Problem details:
Find the line that contains "Could you spot the metal hinge" and print it and every line after it, exactly, please.
— begin Source records —
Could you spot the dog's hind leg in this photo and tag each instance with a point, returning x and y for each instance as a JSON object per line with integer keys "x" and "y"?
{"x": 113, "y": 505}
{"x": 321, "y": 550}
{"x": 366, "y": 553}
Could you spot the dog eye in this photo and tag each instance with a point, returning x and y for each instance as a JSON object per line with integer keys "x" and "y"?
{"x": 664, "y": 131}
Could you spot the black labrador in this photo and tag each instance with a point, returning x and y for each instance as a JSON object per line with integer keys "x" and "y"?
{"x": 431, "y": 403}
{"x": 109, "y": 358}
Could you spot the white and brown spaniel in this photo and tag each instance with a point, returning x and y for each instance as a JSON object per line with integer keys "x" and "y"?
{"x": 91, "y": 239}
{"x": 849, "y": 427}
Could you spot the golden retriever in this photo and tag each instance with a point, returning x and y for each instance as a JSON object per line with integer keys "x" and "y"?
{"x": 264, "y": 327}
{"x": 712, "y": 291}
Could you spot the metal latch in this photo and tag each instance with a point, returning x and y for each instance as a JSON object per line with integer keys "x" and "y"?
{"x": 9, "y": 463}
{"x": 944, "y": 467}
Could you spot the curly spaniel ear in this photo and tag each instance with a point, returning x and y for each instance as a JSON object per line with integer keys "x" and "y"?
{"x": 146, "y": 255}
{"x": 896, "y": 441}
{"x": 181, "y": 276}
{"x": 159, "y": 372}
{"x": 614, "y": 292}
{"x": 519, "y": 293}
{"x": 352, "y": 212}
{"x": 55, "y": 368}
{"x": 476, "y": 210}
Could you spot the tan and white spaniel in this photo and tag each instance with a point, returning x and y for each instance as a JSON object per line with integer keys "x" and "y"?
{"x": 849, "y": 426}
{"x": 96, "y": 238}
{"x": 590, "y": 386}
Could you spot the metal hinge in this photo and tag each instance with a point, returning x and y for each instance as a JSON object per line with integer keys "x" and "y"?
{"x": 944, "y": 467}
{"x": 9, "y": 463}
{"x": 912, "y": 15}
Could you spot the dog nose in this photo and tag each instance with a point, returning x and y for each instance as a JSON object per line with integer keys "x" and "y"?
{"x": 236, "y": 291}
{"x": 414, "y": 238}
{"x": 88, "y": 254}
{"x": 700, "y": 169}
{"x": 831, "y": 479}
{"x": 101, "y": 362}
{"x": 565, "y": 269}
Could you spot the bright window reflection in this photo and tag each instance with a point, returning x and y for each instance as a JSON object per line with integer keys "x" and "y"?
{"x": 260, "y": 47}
— end Source records —
Result of this task:
Could you spot the metal hinge in this photo and tag each instance with a point, returning x and y for each instance as a JSON object per line with integer keys "x" and "y"?
{"x": 944, "y": 467}
{"x": 9, "y": 463}
{"x": 912, "y": 15}
Could you spot the dog nose in this photo and tag each instance with a point, returning x and y for each instance as a JSON object per line with integer keys "x" and "y"?
{"x": 236, "y": 291}
{"x": 414, "y": 238}
{"x": 88, "y": 254}
{"x": 700, "y": 169}
{"x": 831, "y": 479}
{"x": 101, "y": 362}
{"x": 565, "y": 269}
Could you spot the bright window reflection in this photo and tag each instance with a point, returning x and y for each instance as a JSON object per line with integer keys "x" and "y"?
{"x": 260, "y": 47}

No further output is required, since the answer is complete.